§ Text passage
V. L. RVACHEV

ON THE ANALYTIC DESCRIPTION OF CERTAIN GEOMETRIC OBJECTS

(Presented by Academician A. A. Dorodnitsyn, March 21, 1963)

Operations are introduced that make it possible to write the equation of a given geometric figure (drawing). The need for these operations arose for the author in considering certain problems of structural mechanics. B. L. Yushchenko used these operations to construct a new method for solving problems of mathematical (in particular, linear) programming.

§ 1. \(R\)-operations and their properties

Let us divide the set of real numbers into two classes: 1) positive numbers and \(0\), 2) negative numbers. The membership of a number \(a\) in these classes will be determined as follows: \(S(a) \sim a \geqslant 0\).

Basic \(R\)-operations.

Definition 1. The \(R\)-negation of a number \(a\) \((a \ne 0)\) is the number \(b = (-1)a\). The usual notation is \(b=-a\). The \(R\)-negation of \(0\) is called \(0\), i.e. \(-0=0\).

§ Set task
Reproduce verbatim the stretch of the paper on describing geometric objects analytically from "(Presented by Academician" through "called \(0\), i.e. \(-0=0\).".

§ Data segment
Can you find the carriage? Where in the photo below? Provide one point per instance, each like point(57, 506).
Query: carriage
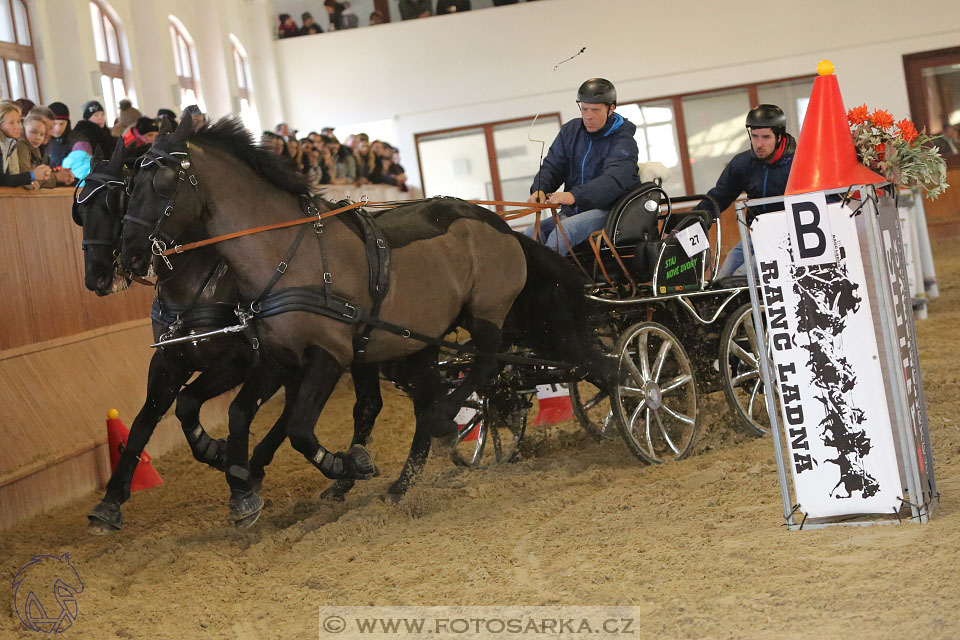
point(676, 332)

§ Result of this exercise
(Presented by Academician A. A. Dorodnitsyn, March 21, 1963)

Operations are introduced that make it possible to write the equation of a given geometric figure (drawing). The need for these operations arose for the author in considering certain problems of structural mechanics. B. L. Yushchenko used these operations to construct a new method for solving problems of mathematical (in particular, linear) programming.

§ 1. \(R\)-operations and their properties

Let us divide the set of real numbers into two classes: 1) positive numbers and \(0\), 2) negative numbers. The membership of a number \(a\) in these classes will be determined as follows: \(S(a) \sim a \geqslant 0\).

Basic \(R\)-operations.

Definition 1. The \(R\)-negation of a number \(a\) \((a \ne 0)\) is the number \(b = (-1)a\). The usual notation is \(b=-a\). The \(R\)-negation of \(0\) is called \(0\), i.e. \(-0=0\).